#### [Estratto del documento]
# Plurale di "copra"



## lluvioso1

Buongiorno;

http://thumbs.dreamstime.com/t/primer-de-la-sequedad-del-coco-38236496.jpg

la definizione di "copra" :La copra è la polpa essiccata del cocco.

Mia domanda è: Qual è il plurale di "la copra"? Non ho trovato in nessun dizionario. è "le copr*e*" o "le copra" (invariable)??

Grazie.


----------



## frugnaglio

lluvioso1 said:


> Buongiorno;
> 
> http://thumbs.dreamstime.com/t/primer-de-la-sequedad-del-coco-38236496.jpg
> 
> la definizione di "copra" :La copra è la polpa essiccata del cocco.
> 
> Mia domanda è: Qual è il plurale di "la copra"? Non ho trovato in nessun dizionario. è "le copr*e*" o "le copra" (invariable)??
> 
> Grazie.



Visto che con tutta probabilità sarai il primo al mondo a usare questo termine al plurale, fai pure come ti pare e chi arriva dopo dovrà adeguarsi


----------



## alfaalfa

Ciao,
Frugnaglio ha ragione, ma a cosa ti serve il plurale? Semplice curiosità o c'è un contesto specifico?


----------



## lluvioso1

alfaalfa said:


> Ciao,
> Frugnaglio ha ragione, ma a cosa ti serve il plurale? Semplice curiosità o c'è un contesto specifico?



Ciao. Io preparo un glossario e "copra" è una delle parole nel glossario. Ho bisogno il suo plurale.


----------



## Pietruzzo

lluvioso1 said:


> Ho bisogno *del* suo plurale.


Purtroppo non esiste. Si può parlare di porzioni di copra o tipi di copra ma non di copre. Comunque, se esistesse sarebbe appunto "copre."


----------



## quasi.stellar

Io non credo che esista un plurale, non ho tanto ben capito di che parola si tratta, mi sembra una semplice trasposizione dal turco e indica un prodotto tipico locale. Magari sbaglio.

Secondo me, come parola nuova, potrebbe far parte di tutte quelle parole che indicano un insieme e non hanno un plurale, come sangue, che non ha un plurale. Ovvero indica una "massa" indistinta e si usa solo al singolare.

Non diresti mai "i sangui"  . Come non faresti mai il plurale di (ad esempio) riso, mercurio, pace.
Quindi niente plurale, è (secondo la mia umilissima interpretazione) una parola che si usa solo al singolare.


----------



## alfaalfa

A dire il vero sangue e riso hanno il plurale almeno secondo il Treccani.


----------



## quasi.stellar

Riso nel senso di risata, sì, fa "le risa".
Ma non è certamente il plurale di "riso" il cereale. Sangue mi lascia allibita, vado a controllare.

Verificato e hai torto. Il Sabatini Coletti (Corriere della Sera) dice: 
*[sàn-gue] s.m. (spec. sing.)*
dove "sing." significa "solo singolare"
Il Treccani non dice nulla ma non fa un solo esempio di uso al plurale.

Quindi, visto che potrei colmare una mia possibile lacuna, ti preghere di citarmi qualcosa di riscontrabile.
Grazie.


----------



## alfaalfa

Controlla anche il cereale


----------



## quasi.stellar

Controllato anche quello. Come sangue, nessuno dei due dizionari citati dice che sia solo singolare ma non dà esempi per il plurale.

#### [Elenco delle righe]

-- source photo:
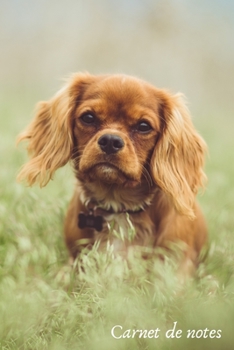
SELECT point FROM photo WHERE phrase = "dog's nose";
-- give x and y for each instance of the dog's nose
(110, 143)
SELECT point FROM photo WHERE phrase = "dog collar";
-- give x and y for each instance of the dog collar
(94, 220)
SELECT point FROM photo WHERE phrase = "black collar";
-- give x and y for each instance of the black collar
(94, 219)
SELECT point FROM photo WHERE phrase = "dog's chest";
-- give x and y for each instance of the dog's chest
(122, 231)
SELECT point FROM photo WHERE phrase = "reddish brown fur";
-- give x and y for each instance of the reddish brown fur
(160, 170)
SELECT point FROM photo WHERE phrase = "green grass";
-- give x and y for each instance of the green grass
(45, 304)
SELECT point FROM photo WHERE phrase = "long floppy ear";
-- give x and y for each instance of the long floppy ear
(50, 133)
(178, 158)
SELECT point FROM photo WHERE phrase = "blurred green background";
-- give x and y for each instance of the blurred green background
(180, 45)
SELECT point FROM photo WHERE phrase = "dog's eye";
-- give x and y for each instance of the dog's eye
(143, 127)
(88, 118)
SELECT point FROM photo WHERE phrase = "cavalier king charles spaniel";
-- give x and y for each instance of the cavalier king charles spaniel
(137, 159)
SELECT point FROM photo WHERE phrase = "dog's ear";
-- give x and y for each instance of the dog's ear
(50, 133)
(178, 157)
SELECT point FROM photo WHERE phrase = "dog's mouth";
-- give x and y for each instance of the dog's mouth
(109, 173)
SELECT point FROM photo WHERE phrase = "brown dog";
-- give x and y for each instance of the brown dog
(134, 150)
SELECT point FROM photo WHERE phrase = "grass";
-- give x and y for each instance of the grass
(44, 304)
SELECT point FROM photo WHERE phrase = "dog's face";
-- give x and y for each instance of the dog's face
(119, 131)
(116, 125)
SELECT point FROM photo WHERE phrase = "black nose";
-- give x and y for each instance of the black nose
(110, 143)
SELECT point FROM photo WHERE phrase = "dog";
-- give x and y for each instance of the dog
(137, 159)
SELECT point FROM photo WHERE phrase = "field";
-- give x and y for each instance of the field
(44, 304)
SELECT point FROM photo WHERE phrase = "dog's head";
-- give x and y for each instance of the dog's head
(119, 131)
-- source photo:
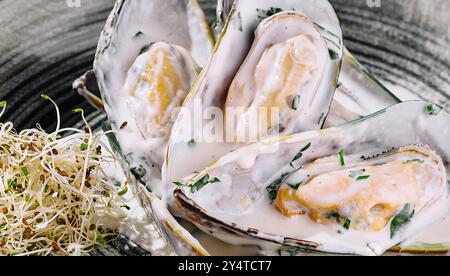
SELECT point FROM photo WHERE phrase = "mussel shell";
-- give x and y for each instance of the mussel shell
(397, 126)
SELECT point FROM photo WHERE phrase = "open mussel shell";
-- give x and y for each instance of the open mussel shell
(234, 78)
(232, 198)
(359, 92)
(147, 58)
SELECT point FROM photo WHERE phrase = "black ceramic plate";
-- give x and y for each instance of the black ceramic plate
(46, 44)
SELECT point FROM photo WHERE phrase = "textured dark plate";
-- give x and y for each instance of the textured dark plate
(45, 45)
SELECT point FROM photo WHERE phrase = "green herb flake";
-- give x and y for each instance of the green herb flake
(263, 14)
(179, 184)
(300, 154)
(25, 171)
(363, 177)
(355, 174)
(273, 188)
(138, 34)
(333, 54)
(296, 186)
(192, 143)
(123, 192)
(200, 184)
(124, 206)
(433, 109)
(320, 119)
(347, 224)
(402, 219)
(78, 110)
(414, 161)
(12, 183)
(342, 158)
(124, 125)
(296, 102)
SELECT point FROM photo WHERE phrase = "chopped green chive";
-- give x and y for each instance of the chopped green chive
(179, 184)
(124, 125)
(12, 183)
(296, 186)
(347, 224)
(341, 157)
(401, 219)
(123, 192)
(273, 188)
(363, 177)
(25, 171)
(45, 97)
(296, 102)
(320, 119)
(333, 54)
(263, 14)
(300, 154)
(413, 161)
(124, 206)
(433, 109)
(138, 34)
(355, 174)
(200, 184)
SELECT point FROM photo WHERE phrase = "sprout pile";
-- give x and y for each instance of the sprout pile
(53, 190)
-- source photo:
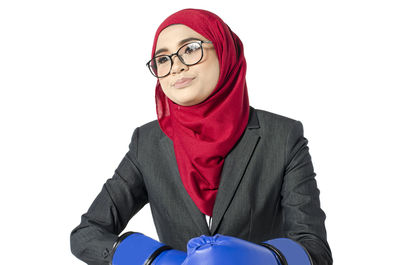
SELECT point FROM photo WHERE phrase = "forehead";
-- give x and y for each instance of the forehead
(173, 34)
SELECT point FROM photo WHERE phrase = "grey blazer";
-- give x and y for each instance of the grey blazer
(267, 190)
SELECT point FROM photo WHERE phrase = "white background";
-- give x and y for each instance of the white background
(74, 86)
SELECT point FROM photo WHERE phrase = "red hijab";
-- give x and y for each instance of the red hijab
(203, 134)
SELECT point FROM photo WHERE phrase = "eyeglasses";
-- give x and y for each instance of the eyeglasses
(188, 54)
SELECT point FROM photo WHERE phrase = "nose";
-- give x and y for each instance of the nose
(177, 65)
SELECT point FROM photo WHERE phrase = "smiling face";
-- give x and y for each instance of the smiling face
(200, 79)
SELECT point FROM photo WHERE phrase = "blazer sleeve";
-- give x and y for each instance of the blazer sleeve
(303, 217)
(120, 198)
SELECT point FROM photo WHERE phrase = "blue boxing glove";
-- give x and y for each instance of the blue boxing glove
(137, 249)
(226, 250)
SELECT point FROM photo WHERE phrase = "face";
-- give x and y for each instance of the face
(203, 76)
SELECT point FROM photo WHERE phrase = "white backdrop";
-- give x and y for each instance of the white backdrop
(74, 86)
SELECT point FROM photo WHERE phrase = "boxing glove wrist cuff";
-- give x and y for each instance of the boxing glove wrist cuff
(155, 247)
(281, 258)
(292, 251)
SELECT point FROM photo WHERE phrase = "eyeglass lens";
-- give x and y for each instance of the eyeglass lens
(189, 54)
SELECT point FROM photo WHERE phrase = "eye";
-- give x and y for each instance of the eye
(192, 47)
(162, 59)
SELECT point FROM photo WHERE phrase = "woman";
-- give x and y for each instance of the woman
(208, 158)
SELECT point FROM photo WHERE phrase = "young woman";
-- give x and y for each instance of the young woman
(209, 165)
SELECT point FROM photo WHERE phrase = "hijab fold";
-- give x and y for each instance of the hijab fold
(203, 134)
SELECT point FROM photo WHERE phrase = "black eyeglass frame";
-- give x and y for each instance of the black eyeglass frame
(180, 59)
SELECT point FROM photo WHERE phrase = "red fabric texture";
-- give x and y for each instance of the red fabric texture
(203, 134)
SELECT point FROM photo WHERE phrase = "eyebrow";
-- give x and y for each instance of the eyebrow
(180, 43)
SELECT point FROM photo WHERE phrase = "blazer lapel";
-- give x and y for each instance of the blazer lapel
(232, 172)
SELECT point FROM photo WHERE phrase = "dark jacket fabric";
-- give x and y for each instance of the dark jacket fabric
(267, 190)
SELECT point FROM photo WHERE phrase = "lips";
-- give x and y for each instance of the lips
(183, 82)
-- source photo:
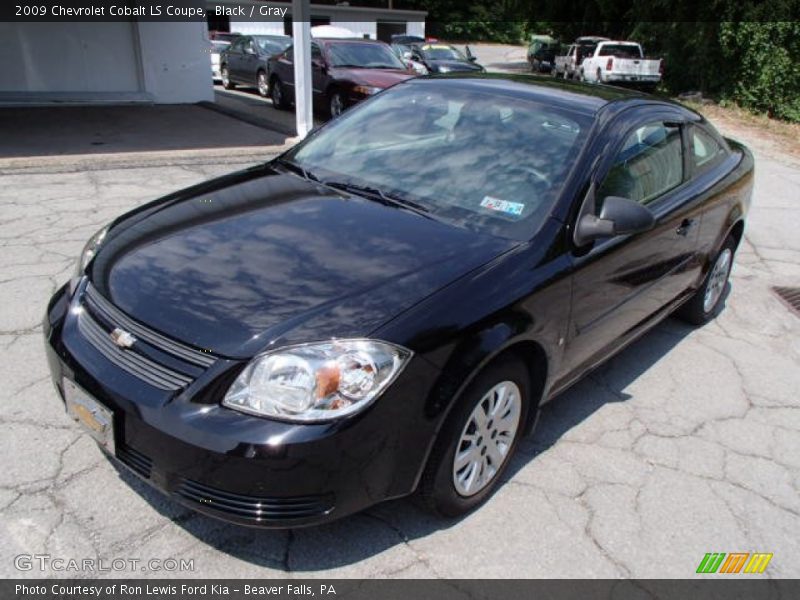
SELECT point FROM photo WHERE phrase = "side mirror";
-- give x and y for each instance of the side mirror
(618, 216)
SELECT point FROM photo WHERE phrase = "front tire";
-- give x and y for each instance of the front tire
(262, 84)
(225, 75)
(709, 300)
(476, 444)
(336, 104)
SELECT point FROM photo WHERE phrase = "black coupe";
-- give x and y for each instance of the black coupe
(384, 308)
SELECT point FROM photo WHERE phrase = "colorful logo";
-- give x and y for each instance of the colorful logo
(734, 562)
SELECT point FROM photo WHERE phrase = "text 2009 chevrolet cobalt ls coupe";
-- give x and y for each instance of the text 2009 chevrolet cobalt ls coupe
(384, 308)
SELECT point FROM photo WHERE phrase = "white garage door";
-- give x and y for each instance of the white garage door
(48, 59)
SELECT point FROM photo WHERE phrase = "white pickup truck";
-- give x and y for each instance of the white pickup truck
(620, 62)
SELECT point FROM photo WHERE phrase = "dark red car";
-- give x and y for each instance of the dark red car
(344, 72)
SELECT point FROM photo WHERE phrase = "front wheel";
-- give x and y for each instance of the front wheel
(709, 300)
(336, 104)
(278, 96)
(476, 443)
(262, 84)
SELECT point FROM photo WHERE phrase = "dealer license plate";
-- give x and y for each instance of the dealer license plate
(96, 418)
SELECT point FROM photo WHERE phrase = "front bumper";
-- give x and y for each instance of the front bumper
(241, 468)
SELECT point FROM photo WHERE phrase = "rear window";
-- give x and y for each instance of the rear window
(620, 51)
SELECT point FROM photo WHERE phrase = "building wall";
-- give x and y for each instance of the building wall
(105, 62)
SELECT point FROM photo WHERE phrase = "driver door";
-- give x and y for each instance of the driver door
(620, 283)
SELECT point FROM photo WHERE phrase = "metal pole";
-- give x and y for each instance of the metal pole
(301, 32)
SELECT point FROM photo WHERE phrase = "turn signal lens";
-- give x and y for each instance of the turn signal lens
(316, 382)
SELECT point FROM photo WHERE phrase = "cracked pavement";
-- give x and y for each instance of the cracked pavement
(685, 443)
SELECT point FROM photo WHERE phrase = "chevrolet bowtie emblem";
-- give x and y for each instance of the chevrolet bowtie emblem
(122, 338)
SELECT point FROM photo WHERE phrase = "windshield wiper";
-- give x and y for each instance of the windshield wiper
(381, 196)
(295, 168)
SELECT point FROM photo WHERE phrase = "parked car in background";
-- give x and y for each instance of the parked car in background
(542, 52)
(621, 63)
(444, 58)
(402, 38)
(343, 72)
(568, 65)
(384, 308)
(222, 36)
(404, 53)
(246, 61)
(215, 49)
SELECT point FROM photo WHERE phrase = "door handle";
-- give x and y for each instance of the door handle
(685, 226)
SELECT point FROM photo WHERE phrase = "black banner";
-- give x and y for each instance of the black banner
(736, 587)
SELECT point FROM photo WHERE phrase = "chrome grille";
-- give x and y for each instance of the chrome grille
(255, 508)
(132, 362)
(112, 314)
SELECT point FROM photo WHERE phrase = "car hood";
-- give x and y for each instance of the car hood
(262, 257)
(382, 78)
(453, 65)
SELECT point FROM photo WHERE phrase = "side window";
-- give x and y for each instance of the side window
(649, 164)
(706, 151)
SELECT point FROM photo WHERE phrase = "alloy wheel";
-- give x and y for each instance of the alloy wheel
(717, 280)
(487, 438)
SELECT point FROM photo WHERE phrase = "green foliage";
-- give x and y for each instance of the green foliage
(768, 59)
(737, 51)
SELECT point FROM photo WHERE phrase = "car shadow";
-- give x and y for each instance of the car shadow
(378, 529)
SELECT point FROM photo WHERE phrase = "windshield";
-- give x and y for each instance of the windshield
(441, 52)
(273, 45)
(359, 54)
(477, 160)
(620, 50)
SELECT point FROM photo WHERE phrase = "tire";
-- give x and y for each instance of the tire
(336, 103)
(709, 300)
(449, 489)
(226, 78)
(278, 95)
(262, 84)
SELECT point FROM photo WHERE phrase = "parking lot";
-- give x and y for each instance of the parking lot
(688, 442)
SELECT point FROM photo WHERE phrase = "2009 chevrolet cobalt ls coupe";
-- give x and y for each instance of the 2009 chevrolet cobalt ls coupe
(384, 308)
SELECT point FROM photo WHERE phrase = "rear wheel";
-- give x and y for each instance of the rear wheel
(475, 446)
(225, 75)
(709, 300)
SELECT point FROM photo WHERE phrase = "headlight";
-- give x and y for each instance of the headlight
(367, 90)
(316, 382)
(87, 254)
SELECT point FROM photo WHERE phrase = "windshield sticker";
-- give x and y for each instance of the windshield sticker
(504, 206)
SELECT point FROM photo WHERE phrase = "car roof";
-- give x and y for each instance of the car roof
(578, 97)
(348, 40)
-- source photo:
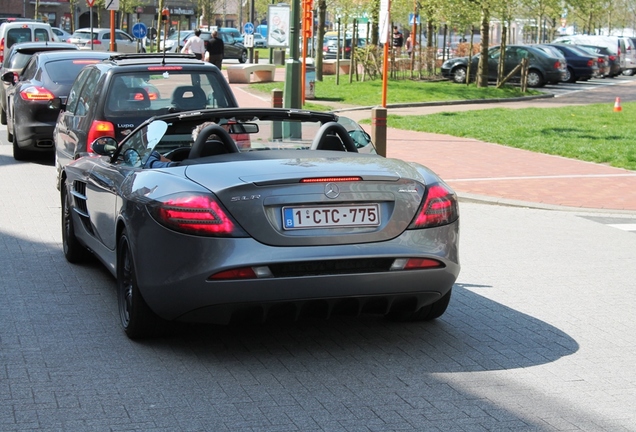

#### [Completa quanto segue]
**a.** Nella discussione sul plurale di «copra», per che cosa lluvioso1 dice di aver bisogno del plurale?
**b.** Mostra ogni riga che contiene la stringa "roof".
La discussione sul plurale di «copra» e le righe non hanno alcun legame tra loro.

#### [Risultati dei compiti]
**a.** Per un glossario che sta preparando, in cui «copra» è una delle parole.

**b.**
SELECT point FROM photo WHERE phrase = "car roof";
-- give x and y for each instance of the car roof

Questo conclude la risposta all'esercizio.